▶ [Extrait fourni]
Le Docteur Pennell, connaissant les mœurs de ces tribus, comprend cette soif de vengeance.

«Mon ami, répond-il à l’Afghan dans sa langue, tu as été admis dans une clinique chrétienne. Notre Seigneur Jésus-Christ, qui m’a ordonné de construire cette maison, veut que nous apprenions à pardonner à nos ennemis».

Et il lui parle du Fils de Dieu qui est venu sur la terre pour révéler aux hommes le chemin de l’amour…

«Docteur, interrompt le malade, ce sont de beaux mots, mais pour moi, ils ne signifient rien ; je veux me venger… me venger ! Mon ennemi a pris mes yeux, cela lui coûtera la vie. Il n’y a pas de puissance plus grande que celle de la vengeance. Je serais couvert de honte, dans ma tribu, si je ne me vengeais pas de mon ennemi».

C’est alors que le Docteur Pennell propose à ce blessé et à ceux qui le veulent d’écouter une histoire authentique qui s’est passée dans la région au siècle dernier, et qui raconte une manière d’agir bien différente.

▶ [Consigne]
Reprenez mot pour mot le passage de l'extrait sur le Docteur Pennell qui va de « C’est alors que » jusqu'à « d’agir bien différente. » inclus. Le matériel qui suit provient d'une autre source.

▶ [Matériel répertorié]
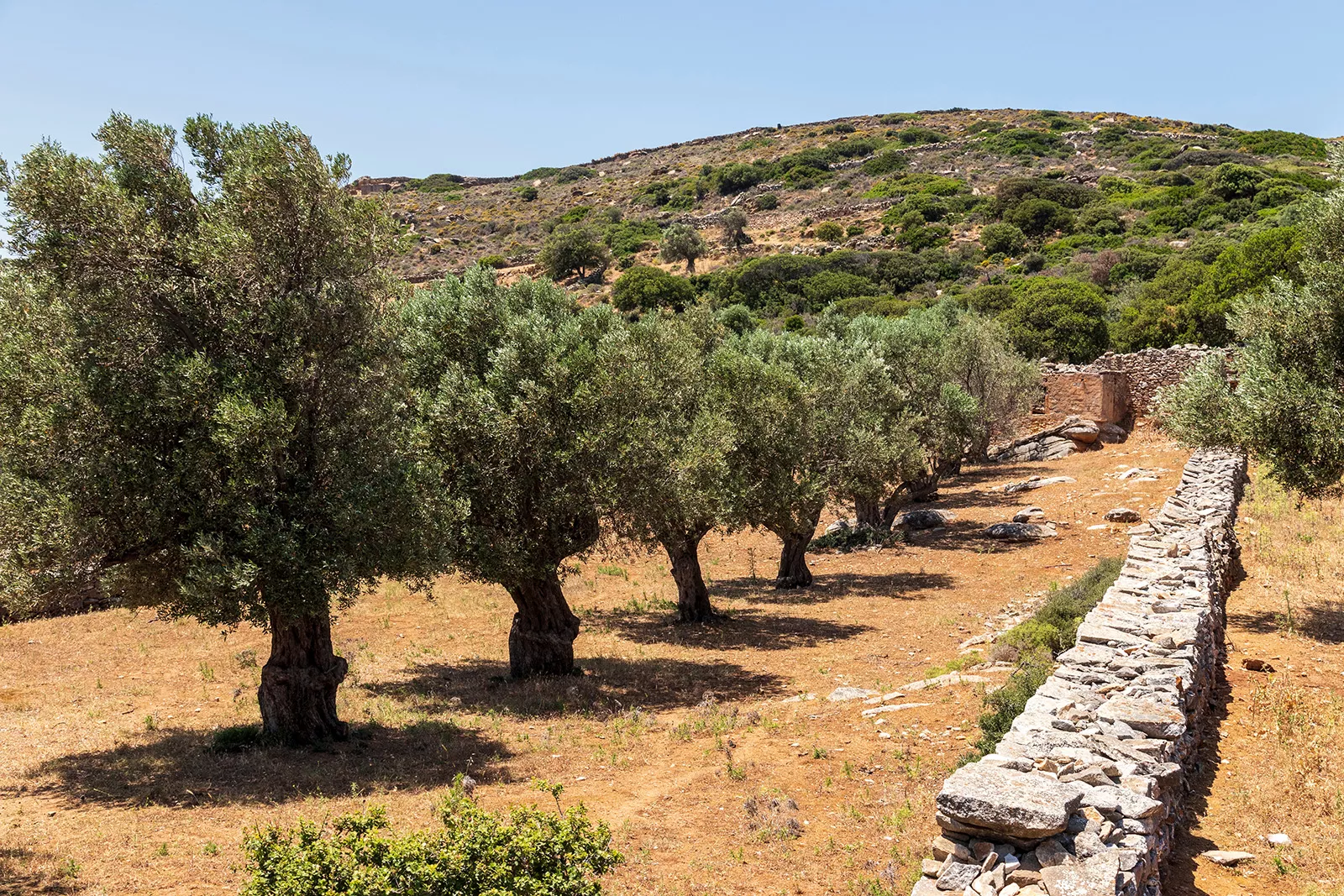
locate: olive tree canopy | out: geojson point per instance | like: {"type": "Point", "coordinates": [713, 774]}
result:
{"type": "Point", "coordinates": [507, 389]}
{"type": "Point", "coordinates": [199, 396]}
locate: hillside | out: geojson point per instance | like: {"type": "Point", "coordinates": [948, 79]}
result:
{"type": "Point", "coordinates": [1151, 224]}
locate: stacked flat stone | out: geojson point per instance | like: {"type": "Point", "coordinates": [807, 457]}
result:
{"type": "Point", "coordinates": [1081, 797]}
{"type": "Point", "coordinates": [1152, 369]}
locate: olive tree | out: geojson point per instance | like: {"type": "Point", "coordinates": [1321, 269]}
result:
{"type": "Point", "coordinates": [205, 407]}
{"type": "Point", "coordinates": [573, 250]}
{"type": "Point", "coordinates": [954, 385]}
{"type": "Point", "coordinates": [811, 422]}
{"type": "Point", "coordinates": [506, 383]}
{"type": "Point", "coordinates": [671, 483]}
{"type": "Point", "coordinates": [1287, 406]}
{"type": "Point", "coordinates": [682, 242]}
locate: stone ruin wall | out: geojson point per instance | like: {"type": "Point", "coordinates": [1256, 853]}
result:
{"type": "Point", "coordinates": [1082, 795]}
{"type": "Point", "coordinates": [1146, 374]}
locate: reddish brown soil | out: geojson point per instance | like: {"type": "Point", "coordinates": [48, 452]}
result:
{"type": "Point", "coordinates": [1276, 761]}
{"type": "Point", "coordinates": [140, 810]}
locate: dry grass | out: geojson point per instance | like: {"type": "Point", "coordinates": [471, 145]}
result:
{"type": "Point", "coordinates": [1277, 765]}
{"type": "Point", "coordinates": [108, 783]}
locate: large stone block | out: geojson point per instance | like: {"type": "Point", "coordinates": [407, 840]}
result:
{"type": "Point", "coordinates": [1018, 804]}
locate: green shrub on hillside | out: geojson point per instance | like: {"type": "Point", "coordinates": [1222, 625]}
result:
{"type": "Point", "coordinates": [830, 231]}
{"type": "Point", "coordinates": [1041, 217]}
{"type": "Point", "coordinates": [1058, 318]}
{"type": "Point", "coordinates": [917, 136]}
{"type": "Point", "coordinates": [1283, 143]}
{"type": "Point", "coordinates": [477, 853]}
{"type": "Point", "coordinates": [918, 183]}
{"type": "Point", "coordinates": [1003, 238]}
{"type": "Point", "coordinates": [573, 174]}
{"type": "Point", "coordinates": [1026, 141]}
{"type": "Point", "coordinates": [573, 250]}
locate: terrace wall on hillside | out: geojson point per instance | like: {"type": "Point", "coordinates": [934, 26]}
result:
{"type": "Point", "coordinates": [1082, 794]}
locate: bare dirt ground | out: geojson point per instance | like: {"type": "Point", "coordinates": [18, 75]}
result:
{"type": "Point", "coordinates": [1276, 763]}
{"type": "Point", "coordinates": [108, 786]}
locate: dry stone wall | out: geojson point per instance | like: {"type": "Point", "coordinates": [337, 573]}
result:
{"type": "Point", "coordinates": [1147, 372]}
{"type": "Point", "coordinates": [1081, 797]}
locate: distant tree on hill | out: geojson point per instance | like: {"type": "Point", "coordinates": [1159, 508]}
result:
{"type": "Point", "coordinates": [199, 394]}
{"type": "Point", "coordinates": [645, 288]}
{"type": "Point", "coordinates": [506, 382]}
{"type": "Point", "coordinates": [573, 250]}
{"type": "Point", "coordinates": [734, 223]}
{"type": "Point", "coordinates": [682, 242]}
{"type": "Point", "coordinates": [1287, 406]}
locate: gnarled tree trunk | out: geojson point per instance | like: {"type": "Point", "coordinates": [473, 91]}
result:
{"type": "Point", "coordinates": [542, 638]}
{"type": "Point", "coordinates": [793, 560]}
{"type": "Point", "coordinates": [692, 597]}
{"type": "Point", "coordinates": [299, 681]}
{"type": "Point", "coordinates": [869, 511]}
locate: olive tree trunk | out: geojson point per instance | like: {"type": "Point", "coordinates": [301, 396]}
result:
{"type": "Point", "coordinates": [542, 638]}
{"type": "Point", "coordinates": [869, 511]}
{"type": "Point", "coordinates": [297, 694]}
{"type": "Point", "coordinates": [692, 597]}
{"type": "Point", "coordinates": [793, 562]}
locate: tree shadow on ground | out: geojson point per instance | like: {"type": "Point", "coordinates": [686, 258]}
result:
{"type": "Point", "coordinates": [1321, 621]}
{"type": "Point", "coordinates": [830, 586]}
{"type": "Point", "coordinates": [608, 685]}
{"type": "Point", "coordinates": [19, 876]}
{"type": "Point", "coordinates": [178, 768]}
{"type": "Point", "coordinates": [1178, 867]}
{"type": "Point", "coordinates": [743, 629]}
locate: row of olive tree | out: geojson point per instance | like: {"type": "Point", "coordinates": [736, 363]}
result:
{"type": "Point", "coordinates": [215, 401]}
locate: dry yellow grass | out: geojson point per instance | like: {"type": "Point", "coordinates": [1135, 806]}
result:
{"type": "Point", "coordinates": [1277, 762]}
{"type": "Point", "coordinates": [108, 786]}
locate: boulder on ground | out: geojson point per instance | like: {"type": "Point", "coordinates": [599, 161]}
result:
{"type": "Point", "coordinates": [1112, 434]}
{"type": "Point", "coordinates": [1014, 804]}
{"type": "Point", "coordinates": [1085, 432]}
{"type": "Point", "coordinates": [924, 519]}
{"type": "Point", "coordinates": [1021, 531]}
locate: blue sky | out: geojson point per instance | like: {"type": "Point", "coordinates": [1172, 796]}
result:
{"type": "Point", "coordinates": [496, 87]}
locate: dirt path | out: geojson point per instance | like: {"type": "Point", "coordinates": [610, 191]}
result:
{"type": "Point", "coordinates": [107, 785]}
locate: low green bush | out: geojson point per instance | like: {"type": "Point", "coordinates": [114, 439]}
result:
{"type": "Point", "coordinates": [528, 852]}
{"type": "Point", "coordinates": [573, 174]}
{"type": "Point", "coordinates": [830, 231]}
{"type": "Point", "coordinates": [1054, 625]}
{"type": "Point", "coordinates": [1052, 631]}
{"type": "Point", "coordinates": [645, 288]}
{"type": "Point", "coordinates": [855, 539]}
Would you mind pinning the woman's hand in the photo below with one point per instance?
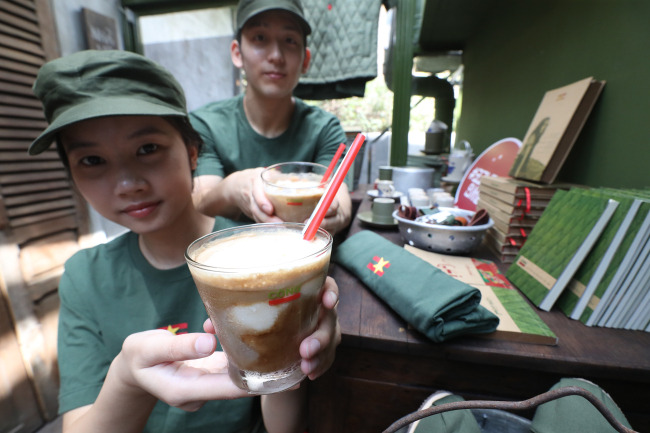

▶ [Corrigé]
C’est alors que le Docteur Pennell propose à ce blessé et à ceux qui le veulent d’écouter une histoire authentique qui s’est passée dans la région au siècle dernier, et qui raconte une manière d’agir bien différente.